## Estratto del documento
+ + + + + + +
Di Gianni Amelio colpisce immediatamente quella luce negli occhi.

Una luce che cattura e viene trasmessa a chiunque ami il cinema, coinvolgendolo a propria volta.

Una luce che appartiene a chi ama incondizionatamente quello che fa e si lancia con entusiasmo in ogni progetto, come fosse il primo… come fosse il più bello.

Una luce brillante che decora lo sguardo emozionato e grato del regista calabrese, autore di pellicole di grande impatto e importanza, come “Il ladro di bambini” o “Lamerica”, fino all’ultimo “Hammamet”, interpretato da un immenso Pierfrancesco Favino.

 

 

Gianni Amelio, ospite d’onore alla ventesima edizione del Festival del Cinema di Porretta Terme e protagonista di una interessante retrospettiva, ha ritirato il premio alla carriera, alla presenza del folto pubblico presente al cinema Kursaal; un incontro con il pubblico inconsueto ed estremamente gradevole, nel quale Amelio ha preferito un dialogo partecipe con le persone, inizialmente imbarazzate, ma colpite positivamente dalla grande affabilità del cineasta e dal suo modo, sicuramente innovativo, di condurre la conversazione, cogliendo opinioni, osservazioni e curiosità da tutti gli interventi proposti, incuriosendosi a propria volta e stimolando riflessioni sul suo cinema e sul cinema in generale, definendosi spettatore dei film da lui realizzati, oltre che di tutti quelli da lui visti e rivisti.

Un punto di vista sicuramente importante, che esprime tutto l’amore di Gianni Amelio per il cinema e la conditio sine qua non di immedesimarsi nello spettatore al fine di narrare una storia nella maniera più giusta e che maggiormente possa condurre ad una immedesimazione spontanea da parte di chi fruisce dell’esperienza su grande schermo.

 

 

Per Gianni Amelio, esistono film “riusciti” e film “importanti”, distinguendo in questo senso ciò che ha più valenza commerciale e di notorietà e critica anche a livello mondiale, dalle pellicole che invece maggiormente rappresentano l’essenza dell’autore che le crea e che, pur avendo magari una minore visibilità nel tempo, rappresentano ugualmente un punto fondamentale per il percorso artistico di un regista: film importanti, appunto… anche se Amelio non teme affatto di confessare l’uguale amore per ogni sua opera e l’amore ancora più grande quando l’opera stessa viene donata al pubblico, che può accrescerla a modo proprio, sia con elogi che con critiche costruttive.

Nel cinema di Gianni Amelio non è mai mancata la verità, così come la rappresentazione di una realtà ancora estremamente attuale, in grado di toccare con abilità anche le sfumature più nascoste di essa.

Una verità che forse, anche il cinema italiano di oggi tende a edulcorare, se non ad ignorare, concentrandosi su storie più leggere e anche più futili, magari ambientate in ospedali con il solo scopo di inserire una facciata di impegno sociale che non convince assolutamente chi il cinema lo vive davvero.
+ + + + + + +
## Esercizi da svolgere
• A. Secondo l'articolo su Gianni Amelio, in quale cinema il regista ha ritirato il premio alla carriera?
• B. Scrivi il seguito dell'articolo su Gianni Amelio, ripartendo subito dopo l'ultima frase riportata.
L'elenco è materiale a sé, distinto dall'articolo su Gianni Amelio.
+ + + + + + +
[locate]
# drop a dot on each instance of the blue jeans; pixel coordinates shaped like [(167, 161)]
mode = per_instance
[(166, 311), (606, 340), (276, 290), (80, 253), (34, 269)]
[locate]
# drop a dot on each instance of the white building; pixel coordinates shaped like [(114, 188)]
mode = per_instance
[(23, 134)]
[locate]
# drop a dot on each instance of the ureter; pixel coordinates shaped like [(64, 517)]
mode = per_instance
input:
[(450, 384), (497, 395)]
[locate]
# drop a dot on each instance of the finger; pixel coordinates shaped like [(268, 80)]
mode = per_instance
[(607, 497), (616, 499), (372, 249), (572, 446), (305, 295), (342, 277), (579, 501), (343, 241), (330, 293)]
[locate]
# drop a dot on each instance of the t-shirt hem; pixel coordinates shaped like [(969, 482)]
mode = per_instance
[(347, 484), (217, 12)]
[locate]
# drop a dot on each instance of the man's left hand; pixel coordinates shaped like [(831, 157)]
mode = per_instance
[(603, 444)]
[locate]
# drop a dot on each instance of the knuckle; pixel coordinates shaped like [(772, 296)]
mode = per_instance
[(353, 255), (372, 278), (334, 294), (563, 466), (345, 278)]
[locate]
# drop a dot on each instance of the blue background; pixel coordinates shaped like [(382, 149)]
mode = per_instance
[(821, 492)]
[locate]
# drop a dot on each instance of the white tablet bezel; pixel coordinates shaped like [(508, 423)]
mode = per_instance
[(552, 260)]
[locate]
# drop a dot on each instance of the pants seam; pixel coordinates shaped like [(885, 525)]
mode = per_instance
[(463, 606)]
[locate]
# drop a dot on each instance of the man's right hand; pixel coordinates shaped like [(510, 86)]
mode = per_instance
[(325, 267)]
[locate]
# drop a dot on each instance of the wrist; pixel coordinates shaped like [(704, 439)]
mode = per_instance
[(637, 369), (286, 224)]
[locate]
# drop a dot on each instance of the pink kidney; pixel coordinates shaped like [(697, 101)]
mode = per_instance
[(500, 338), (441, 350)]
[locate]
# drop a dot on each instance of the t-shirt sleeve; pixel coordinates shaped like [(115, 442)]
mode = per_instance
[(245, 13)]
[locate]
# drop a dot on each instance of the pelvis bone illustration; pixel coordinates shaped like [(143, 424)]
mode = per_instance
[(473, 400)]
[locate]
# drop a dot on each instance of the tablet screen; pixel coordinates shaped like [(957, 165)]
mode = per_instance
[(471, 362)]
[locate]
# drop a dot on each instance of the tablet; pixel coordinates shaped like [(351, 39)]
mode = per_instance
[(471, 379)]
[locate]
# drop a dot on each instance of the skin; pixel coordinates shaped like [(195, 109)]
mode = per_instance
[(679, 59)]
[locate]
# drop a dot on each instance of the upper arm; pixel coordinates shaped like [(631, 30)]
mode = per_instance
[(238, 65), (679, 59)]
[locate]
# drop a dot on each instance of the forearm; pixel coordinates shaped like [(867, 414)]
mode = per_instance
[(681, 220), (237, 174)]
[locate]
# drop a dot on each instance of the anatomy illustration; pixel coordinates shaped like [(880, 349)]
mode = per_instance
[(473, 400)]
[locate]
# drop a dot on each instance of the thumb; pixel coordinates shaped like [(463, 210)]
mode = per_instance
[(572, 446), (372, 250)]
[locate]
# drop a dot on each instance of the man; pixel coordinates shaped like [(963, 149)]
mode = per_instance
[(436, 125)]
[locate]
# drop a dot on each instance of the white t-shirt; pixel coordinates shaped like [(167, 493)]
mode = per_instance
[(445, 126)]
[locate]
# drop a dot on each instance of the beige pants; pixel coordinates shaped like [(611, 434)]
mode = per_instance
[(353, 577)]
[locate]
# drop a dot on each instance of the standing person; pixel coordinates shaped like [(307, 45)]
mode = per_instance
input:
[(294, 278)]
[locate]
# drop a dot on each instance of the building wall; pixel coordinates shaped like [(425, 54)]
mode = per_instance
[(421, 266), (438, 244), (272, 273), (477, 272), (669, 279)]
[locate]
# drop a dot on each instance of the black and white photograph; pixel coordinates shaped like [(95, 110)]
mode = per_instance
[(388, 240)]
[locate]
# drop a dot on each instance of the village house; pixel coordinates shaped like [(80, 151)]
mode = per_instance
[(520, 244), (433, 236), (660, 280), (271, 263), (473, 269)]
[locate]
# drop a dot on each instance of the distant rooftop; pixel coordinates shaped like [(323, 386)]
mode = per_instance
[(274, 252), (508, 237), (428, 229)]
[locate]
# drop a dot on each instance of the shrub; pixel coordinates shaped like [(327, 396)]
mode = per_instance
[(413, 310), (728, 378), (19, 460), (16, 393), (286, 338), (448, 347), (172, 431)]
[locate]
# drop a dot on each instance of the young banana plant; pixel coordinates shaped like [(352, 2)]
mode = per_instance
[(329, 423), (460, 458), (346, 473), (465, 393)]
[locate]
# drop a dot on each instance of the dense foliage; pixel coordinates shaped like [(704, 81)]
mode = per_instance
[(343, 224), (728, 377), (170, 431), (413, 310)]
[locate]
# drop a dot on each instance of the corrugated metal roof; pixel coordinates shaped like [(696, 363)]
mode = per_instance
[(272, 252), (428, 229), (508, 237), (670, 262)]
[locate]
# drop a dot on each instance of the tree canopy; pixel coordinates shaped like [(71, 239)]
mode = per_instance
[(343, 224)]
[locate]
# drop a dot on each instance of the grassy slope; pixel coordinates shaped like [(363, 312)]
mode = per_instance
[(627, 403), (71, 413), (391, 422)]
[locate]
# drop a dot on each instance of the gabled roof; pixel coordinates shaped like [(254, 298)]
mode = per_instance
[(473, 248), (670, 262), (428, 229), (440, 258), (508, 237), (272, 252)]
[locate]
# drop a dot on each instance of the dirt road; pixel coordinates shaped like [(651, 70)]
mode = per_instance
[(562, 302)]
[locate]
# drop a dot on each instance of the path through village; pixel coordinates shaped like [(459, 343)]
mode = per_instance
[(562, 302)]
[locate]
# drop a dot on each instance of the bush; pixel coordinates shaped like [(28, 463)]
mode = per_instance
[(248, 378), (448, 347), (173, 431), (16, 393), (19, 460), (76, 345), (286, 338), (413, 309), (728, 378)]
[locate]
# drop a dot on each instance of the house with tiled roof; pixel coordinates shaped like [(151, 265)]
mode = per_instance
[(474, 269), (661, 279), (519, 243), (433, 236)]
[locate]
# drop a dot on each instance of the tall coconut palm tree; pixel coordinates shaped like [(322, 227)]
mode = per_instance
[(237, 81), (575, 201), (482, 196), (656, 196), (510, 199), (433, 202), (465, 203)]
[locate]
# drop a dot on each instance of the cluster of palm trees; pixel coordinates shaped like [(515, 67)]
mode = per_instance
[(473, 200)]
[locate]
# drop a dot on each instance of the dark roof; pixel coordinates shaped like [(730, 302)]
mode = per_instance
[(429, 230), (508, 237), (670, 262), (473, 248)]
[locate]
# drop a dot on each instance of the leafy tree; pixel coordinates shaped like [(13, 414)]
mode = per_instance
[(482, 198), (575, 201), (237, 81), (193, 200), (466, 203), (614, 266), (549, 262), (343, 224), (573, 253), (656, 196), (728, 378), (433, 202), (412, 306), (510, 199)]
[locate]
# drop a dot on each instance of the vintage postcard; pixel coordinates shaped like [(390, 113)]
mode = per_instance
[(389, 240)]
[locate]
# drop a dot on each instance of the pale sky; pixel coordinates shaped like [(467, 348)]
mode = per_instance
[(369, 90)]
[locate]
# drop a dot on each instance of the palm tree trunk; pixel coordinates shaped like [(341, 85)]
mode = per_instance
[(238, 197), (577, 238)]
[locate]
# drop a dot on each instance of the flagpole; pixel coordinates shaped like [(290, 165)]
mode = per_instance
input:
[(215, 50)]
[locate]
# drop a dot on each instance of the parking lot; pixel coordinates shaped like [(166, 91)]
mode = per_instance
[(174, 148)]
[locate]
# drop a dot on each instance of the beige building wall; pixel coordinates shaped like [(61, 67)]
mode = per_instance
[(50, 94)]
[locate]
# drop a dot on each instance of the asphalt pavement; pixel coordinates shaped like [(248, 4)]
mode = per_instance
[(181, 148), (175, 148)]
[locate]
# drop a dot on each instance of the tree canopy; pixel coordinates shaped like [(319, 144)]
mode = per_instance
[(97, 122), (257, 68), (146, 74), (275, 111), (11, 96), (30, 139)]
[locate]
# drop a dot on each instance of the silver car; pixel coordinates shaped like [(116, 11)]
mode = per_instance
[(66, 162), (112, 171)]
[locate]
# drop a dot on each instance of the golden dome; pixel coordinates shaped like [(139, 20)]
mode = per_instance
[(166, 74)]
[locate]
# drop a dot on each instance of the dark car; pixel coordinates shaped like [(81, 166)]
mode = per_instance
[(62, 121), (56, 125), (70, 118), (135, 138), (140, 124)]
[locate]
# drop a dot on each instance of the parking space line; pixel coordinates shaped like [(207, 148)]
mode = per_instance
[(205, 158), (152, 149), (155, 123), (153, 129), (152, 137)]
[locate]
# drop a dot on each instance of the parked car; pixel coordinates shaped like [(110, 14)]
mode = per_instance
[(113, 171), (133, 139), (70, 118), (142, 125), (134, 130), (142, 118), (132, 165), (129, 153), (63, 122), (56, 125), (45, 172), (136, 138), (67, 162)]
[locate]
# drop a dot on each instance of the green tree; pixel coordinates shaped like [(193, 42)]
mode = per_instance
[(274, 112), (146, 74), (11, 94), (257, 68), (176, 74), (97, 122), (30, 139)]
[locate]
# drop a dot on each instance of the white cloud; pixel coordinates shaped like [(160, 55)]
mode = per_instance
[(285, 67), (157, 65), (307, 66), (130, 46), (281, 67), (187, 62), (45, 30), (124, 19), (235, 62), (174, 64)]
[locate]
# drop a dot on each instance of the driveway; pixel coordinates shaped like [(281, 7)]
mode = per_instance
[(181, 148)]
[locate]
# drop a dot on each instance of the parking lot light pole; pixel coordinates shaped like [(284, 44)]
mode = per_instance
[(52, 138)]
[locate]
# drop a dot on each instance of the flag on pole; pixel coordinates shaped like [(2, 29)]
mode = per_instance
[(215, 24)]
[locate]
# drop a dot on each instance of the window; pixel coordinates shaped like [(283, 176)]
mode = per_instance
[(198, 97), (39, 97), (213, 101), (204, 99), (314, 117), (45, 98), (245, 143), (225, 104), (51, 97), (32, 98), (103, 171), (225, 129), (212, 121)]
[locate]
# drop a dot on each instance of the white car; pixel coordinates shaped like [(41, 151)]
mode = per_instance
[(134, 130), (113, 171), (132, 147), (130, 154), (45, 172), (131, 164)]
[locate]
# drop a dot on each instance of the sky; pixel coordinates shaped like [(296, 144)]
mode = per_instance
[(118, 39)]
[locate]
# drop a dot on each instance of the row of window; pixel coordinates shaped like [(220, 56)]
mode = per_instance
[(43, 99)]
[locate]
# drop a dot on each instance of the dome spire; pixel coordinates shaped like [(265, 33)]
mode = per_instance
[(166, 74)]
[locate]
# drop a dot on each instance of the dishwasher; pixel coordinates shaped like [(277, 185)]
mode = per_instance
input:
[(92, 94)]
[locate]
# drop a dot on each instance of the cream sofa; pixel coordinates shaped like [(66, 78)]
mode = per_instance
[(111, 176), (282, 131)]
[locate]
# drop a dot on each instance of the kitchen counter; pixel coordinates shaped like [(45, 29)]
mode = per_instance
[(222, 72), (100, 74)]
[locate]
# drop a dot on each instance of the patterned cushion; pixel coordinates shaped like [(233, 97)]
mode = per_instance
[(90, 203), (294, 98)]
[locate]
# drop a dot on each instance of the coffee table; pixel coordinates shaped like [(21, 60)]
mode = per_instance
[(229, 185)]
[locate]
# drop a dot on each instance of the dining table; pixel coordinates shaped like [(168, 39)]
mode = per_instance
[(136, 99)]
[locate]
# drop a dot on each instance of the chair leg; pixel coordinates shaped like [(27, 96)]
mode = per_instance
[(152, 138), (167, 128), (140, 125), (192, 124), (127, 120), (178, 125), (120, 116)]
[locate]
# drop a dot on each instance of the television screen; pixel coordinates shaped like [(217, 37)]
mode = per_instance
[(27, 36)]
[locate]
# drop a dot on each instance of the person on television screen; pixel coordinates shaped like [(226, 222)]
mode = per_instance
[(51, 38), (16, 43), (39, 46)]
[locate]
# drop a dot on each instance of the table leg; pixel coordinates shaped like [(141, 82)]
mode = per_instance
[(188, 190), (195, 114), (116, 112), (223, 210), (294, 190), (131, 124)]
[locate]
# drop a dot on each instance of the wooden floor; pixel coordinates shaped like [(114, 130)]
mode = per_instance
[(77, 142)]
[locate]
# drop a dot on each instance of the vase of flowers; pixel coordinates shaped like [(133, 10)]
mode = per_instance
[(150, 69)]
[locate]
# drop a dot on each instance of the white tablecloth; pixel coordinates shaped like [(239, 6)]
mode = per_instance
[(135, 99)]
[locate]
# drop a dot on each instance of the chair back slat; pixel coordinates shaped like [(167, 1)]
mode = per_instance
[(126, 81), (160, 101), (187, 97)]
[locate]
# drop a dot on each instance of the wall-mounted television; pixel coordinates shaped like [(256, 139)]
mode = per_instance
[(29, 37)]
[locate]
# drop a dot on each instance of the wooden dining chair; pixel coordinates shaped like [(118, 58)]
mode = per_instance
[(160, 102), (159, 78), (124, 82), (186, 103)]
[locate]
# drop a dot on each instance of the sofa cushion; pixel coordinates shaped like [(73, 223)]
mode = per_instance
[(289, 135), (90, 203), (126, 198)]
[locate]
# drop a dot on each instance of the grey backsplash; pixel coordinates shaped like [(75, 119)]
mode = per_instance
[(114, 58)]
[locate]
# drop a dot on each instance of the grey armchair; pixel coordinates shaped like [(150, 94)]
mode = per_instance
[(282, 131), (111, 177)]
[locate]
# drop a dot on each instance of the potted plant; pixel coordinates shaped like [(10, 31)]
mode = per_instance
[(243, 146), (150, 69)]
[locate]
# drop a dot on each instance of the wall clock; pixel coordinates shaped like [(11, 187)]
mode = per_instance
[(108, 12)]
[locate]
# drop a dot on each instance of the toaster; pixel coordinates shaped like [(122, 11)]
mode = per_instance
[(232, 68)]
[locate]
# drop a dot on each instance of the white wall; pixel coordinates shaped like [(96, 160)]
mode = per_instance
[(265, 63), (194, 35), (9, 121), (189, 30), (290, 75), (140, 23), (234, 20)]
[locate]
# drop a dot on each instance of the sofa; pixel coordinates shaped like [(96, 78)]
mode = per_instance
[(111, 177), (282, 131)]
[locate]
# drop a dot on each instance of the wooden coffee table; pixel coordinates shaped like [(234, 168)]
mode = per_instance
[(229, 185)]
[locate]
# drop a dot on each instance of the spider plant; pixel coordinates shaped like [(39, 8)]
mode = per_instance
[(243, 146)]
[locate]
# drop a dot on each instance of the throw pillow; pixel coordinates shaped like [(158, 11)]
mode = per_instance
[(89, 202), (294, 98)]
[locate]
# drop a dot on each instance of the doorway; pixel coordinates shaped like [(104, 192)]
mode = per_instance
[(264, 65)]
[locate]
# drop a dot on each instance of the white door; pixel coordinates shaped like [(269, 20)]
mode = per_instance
+ + + + + + +
## Risultati per esercizio
• A. Al cinema Kursaal.

• B.
Una verità, a volte scomoda, che pesa ogni giorno della vita frenetica che fronteggiamo continuamente, trasformata in patetica illusione dal piccolo e grande schermo sin troppo spesso, facendo concentrare lo spettatore su commedie eccessivamente leggere o drammi fittizi, vissuti da personaggi sempre belli ed in perfetta forma, che vivono in dimore lussuose, nelle quali pare che i problemi, se mai esistono, siano sempre di facile risoluzione.

Un cinema moderno che getta fumo negli occhi e soltanto apparentemente consola lo spettatore, alleviandone le preoccupazioni in minima parte e non dando adito a riflessioni o discussioni che invece ogni prodotto della Settima Arte dovrebbe proporre.

Un cinema intriso di umanità, come quello di Gianni Amelio appunto… o più che umanità si può parlare di Umanesimo, come detto dallo stesso regista; il potere di allontanarsi dalla cronaca per abbracciare una sorta di riflessione non necessariamente critica, ma più di stampo sentimentale:

Credo che ogni mio film sia rimasto legato in un forte ambito umanistico, senza però mai essere truccato.

Una considerazione importante, espressa con invidiabile tono pacato ed una saggezza artistica che piace ascoltare, accompagnata dalla fine ironia di un uomo che visibilmente non ha perso un grammo dell’energia che lo ha contraddistinto agli esordi e che sarà sicuramente la medesima nella pellicola di prossima uscita, dal titolo “Il signore delle formiche”, ispirato alla persecuzione giudiziaria ed al linciaggio morale ai danni dello scrittore e drammaturgo Aldo Braibanti.

 

 

Un Gianni Amelio di grande professionalità, ma anche di estrema umiltà, che ben ha meritato non solo il premio del Porretta Festival, ma tutti i riconoscimenti ricevuti nella prestigiosa carriera che lo ha visto protagonista, dimostrandosi un attento spettatore vicino al proprio pubblico e un coraggioso combattente per la verità del nostro paese e del mondo; un combattente che ha, come arma più potente, quella di emozionare e far crescere interiormente, apprendendo lui stesso in primis di come il cinema sia uno dei mezzi più potenti per cambiare punto di vista o quantomeno allargare i propri orizzonti personali senza mai dimenticare la propria identità, le proprie origini e le proprie tradizioni.